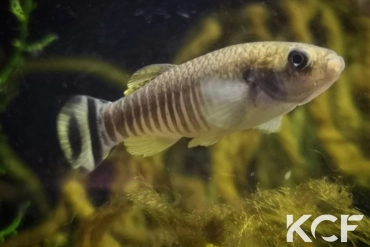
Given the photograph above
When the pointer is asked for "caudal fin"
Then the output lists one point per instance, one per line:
(80, 132)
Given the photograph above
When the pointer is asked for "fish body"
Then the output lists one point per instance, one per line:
(232, 89)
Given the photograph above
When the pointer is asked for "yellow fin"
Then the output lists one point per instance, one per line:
(271, 126)
(204, 141)
(144, 75)
(147, 145)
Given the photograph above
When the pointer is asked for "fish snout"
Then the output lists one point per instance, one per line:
(335, 63)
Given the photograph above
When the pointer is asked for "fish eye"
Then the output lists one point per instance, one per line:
(298, 59)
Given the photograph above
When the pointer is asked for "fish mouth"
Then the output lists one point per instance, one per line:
(335, 63)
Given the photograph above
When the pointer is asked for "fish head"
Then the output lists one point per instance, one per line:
(296, 72)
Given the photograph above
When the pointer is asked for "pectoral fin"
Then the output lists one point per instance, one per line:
(224, 102)
(147, 145)
(204, 141)
(271, 126)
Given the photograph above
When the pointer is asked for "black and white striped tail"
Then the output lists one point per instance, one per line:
(81, 132)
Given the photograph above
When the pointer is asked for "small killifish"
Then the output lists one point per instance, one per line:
(236, 88)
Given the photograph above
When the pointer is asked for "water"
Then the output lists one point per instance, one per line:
(237, 192)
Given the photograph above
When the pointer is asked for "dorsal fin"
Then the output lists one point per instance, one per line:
(144, 75)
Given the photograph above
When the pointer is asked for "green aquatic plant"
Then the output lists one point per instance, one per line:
(11, 229)
(325, 138)
(22, 10)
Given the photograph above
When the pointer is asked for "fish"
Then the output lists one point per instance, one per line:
(235, 88)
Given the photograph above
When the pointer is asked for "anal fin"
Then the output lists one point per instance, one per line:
(148, 145)
(204, 141)
(271, 126)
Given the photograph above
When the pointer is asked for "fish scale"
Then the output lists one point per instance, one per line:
(232, 89)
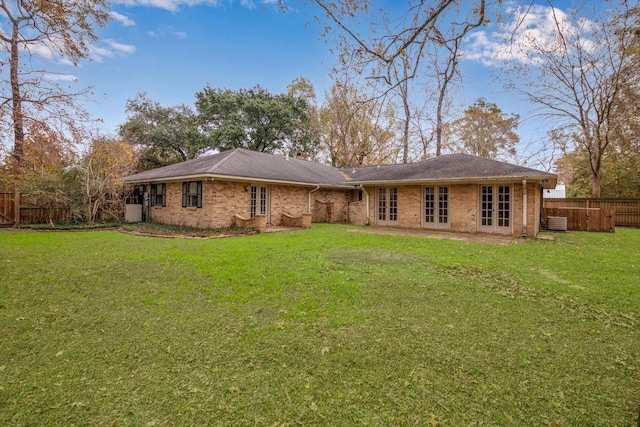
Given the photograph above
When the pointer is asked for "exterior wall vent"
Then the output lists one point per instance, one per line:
(557, 223)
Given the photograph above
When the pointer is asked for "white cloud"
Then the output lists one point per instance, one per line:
(170, 5)
(165, 30)
(108, 48)
(520, 31)
(175, 5)
(123, 19)
(60, 77)
(120, 47)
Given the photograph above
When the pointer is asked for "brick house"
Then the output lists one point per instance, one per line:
(456, 192)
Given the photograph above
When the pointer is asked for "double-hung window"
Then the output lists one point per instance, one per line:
(192, 194)
(158, 194)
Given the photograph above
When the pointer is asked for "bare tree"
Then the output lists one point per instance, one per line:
(395, 47)
(577, 75)
(41, 29)
(355, 133)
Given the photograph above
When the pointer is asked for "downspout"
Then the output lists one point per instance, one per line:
(309, 198)
(524, 206)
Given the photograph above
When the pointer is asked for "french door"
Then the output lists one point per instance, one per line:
(436, 207)
(387, 206)
(495, 209)
(259, 201)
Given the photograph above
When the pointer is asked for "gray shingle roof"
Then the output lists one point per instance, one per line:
(442, 168)
(246, 164)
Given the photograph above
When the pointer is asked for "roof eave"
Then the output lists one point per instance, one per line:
(233, 178)
(547, 181)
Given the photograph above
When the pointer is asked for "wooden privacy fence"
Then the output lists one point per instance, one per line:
(627, 212)
(583, 219)
(36, 215)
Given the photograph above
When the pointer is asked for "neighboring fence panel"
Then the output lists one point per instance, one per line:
(627, 212)
(7, 208)
(582, 219)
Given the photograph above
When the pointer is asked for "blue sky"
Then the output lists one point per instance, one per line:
(171, 49)
(172, 52)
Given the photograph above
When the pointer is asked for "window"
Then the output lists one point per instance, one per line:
(158, 194)
(436, 206)
(192, 194)
(495, 209)
(258, 201)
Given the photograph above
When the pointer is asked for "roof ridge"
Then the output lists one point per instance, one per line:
(228, 154)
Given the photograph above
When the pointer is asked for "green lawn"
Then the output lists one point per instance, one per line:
(318, 327)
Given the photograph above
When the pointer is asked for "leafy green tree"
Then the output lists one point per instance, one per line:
(253, 118)
(105, 162)
(308, 131)
(165, 134)
(484, 130)
(64, 29)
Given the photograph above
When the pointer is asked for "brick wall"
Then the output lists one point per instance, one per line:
(221, 200)
(288, 199)
(463, 208)
(329, 205)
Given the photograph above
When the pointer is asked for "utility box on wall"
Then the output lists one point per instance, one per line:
(133, 213)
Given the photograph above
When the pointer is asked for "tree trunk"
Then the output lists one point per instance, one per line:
(18, 121)
(595, 185)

────────────────

[To do]: Pictures are excluded; output everything else in the data verbatim.

[Result]:
Given the photograph above
When the pointer is asked for "caudal fin"
Then the output lists one point per instance, one per line:
(80, 132)
Given the photograph above
When the pointer is asked for "fish body"
Then the output lists one point per instance, one per line:
(232, 89)
Given the photograph above
When the pointer is asked for "yellow fin"
Then the output lists one point per instance, one per line:
(271, 126)
(204, 141)
(144, 75)
(147, 145)
Given the photograph above
When the pointer is asked for "fish snout"
Then the output lists one point per instance, one per line:
(335, 63)
Given the photograph above
When the pointer is asked for "fish eye"
Then the output lists one point per instance, one per line:
(298, 59)
Given the photograph above
When the pointer is asked for "fish mouth"
Then the output lists one point per instance, one per line:
(335, 63)
Given the photograph above
When the pointer is asked for "fish head"
Then the output lists one point per instance, one per line:
(296, 72)
Given the photograph above
When the pointer is asked for "pectoral fin"
Then the output lists one point per instance, one per line:
(224, 102)
(147, 145)
(204, 141)
(271, 126)
Given the photograph above
When the pointer is asked for "black and white striped tail"
Then the output lists one point per instance, one per line:
(81, 132)
Given the photograph above
When the pointer is asked for "small killifish"
Then the output lists one point per instance, one per line:
(236, 88)
Given the photograph above
When the pointer is asked for "water"
Then the output lists one point per instance, one per line:
(237, 192)
Given the photograph above
When the pointer is asked for "dorsal fin"
Then the output lists one point per instance, one per line:
(144, 75)
Given the photograph above
When the pointer is asked for "green aquatic plant"
Then the output lists one point per instance, one per line:
(11, 229)
(325, 138)
(22, 10)
Given the photograph above
When the pointer is asked for "fish"
Then the output lists one point per instance, one per line:
(235, 88)
Given the photograph above
When the pointer is asked for "anal fin"
Then the output lists one point per instance, one per line:
(148, 145)
(204, 141)
(271, 126)
Given the photograph above
When the pointer is asked for "fish scale"
Then the output lists one point per instance, one per line:
(232, 89)
Given the photograph above
When the pointer is asked for "exterior wall vent"
Then the output lists one point per instance, one per line:
(557, 223)
Given the photograph above
When the pointer is asked for "white cloud"
Then the output lists one point per instance, one per line:
(170, 5)
(165, 30)
(108, 48)
(520, 31)
(175, 5)
(123, 19)
(60, 77)
(120, 47)
Given the photograph above
When the pointer is asked for "brick house"
Then the output lists one point per instance, one per line:
(456, 192)
Given the photograph above
When the pointer is asked for "double-hung window"
Then the output lists one point per instance, one per line:
(192, 194)
(158, 194)
Given the photograph above
When the pointer is asked for "bare tree"
Then the output lists one point per instance, one per line:
(395, 47)
(577, 75)
(41, 29)
(355, 133)
Given the photograph above
When the pointer is asked for "downspout"
Then the output lists one point per instance, one per line:
(309, 198)
(524, 206)
Given the photograph above
When the pointer is asked for "french door"
Then the output lists one point per instance, one per line:
(436, 207)
(387, 206)
(495, 209)
(259, 201)
Given the photograph above
When the pointer is asked for "gray shingle roof"
Then the output lists one point per instance, one per line:
(442, 168)
(246, 164)
Given the photograph above
When the pointer is asked for "roof eave"
Then the output lists one point per instance, one per line:
(233, 178)
(547, 181)
Given the photograph above
When the pointer is asked for "wooden privacy fence"
Then the output lists one point per instance, one per line:
(627, 212)
(583, 219)
(36, 215)
Given the photograph above
When the pointer is asked for "neighboring fence panel"
Then the output lists one point per instance, one per line:
(627, 212)
(7, 208)
(582, 219)
Given the photograph above
When the pointer is asked for "blue sky"
Then the output lists one point per instance, one per line:
(171, 49)
(172, 52)
Given the photograph above
When the pointer is asked for "window"
Then the output lists one point per instance, one per line:
(158, 194)
(436, 206)
(192, 194)
(495, 209)
(258, 201)
Given the photograph above
When the pointer is asked for "roof ridge"
Then the output lists one point per instance, one per line:
(228, 154)
Given the photograph above
When the pointer is asked for "green lawn"
Then the output lists one point per instance, one per line:
(318, 327)
Given the photograph above
When the pointer is asked for "leafy green tree"
Then the output lists one point per instance, one per line:
(253, 118)
(105, 162)
(308, 131)
(165, 134)
(484, 130)
(64, 29)
Given the photograph above
When the pointer is asked for "brick wall"
Then the output lists one point per instance, one per line:
(221, 200)
(288, 199)
(463, 208)
(329, 205)
Given the photograph above
When the pointer is asked for "utility box on wall"
Then the output lists one point per instance, one per line:
(133, 213)
Given the photograph above
When the pointer is asked for "tree trunk"
Then the output lists one point per instance, one per line:
(18, 121)
(595, 185)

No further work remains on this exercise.